> DIRECTIONS
In these records, how many lines contain "Target"? Please reply with the number only.

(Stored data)
- Opening Delimiter -
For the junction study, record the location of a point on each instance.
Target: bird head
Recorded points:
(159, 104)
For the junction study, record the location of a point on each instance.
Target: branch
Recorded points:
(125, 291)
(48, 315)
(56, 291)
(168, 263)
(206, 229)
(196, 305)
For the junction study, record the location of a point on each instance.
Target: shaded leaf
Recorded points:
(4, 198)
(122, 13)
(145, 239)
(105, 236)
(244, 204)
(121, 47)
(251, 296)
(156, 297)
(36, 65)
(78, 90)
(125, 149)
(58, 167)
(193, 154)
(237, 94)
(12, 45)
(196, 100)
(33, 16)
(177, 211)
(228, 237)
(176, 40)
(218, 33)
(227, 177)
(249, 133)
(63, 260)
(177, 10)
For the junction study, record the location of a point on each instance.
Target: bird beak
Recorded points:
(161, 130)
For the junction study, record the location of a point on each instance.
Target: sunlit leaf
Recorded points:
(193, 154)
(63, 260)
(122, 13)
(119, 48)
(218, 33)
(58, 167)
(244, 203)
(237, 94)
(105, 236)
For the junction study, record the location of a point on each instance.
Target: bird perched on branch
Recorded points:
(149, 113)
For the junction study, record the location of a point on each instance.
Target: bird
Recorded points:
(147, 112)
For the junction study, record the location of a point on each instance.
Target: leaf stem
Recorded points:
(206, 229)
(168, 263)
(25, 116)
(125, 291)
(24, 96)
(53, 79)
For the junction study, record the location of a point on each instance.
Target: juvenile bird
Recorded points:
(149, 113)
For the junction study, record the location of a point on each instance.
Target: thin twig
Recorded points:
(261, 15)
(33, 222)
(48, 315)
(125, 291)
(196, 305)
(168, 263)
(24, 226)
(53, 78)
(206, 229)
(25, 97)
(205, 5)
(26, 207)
- Closing Delimiter -
> EXERCISE RESPONSE
10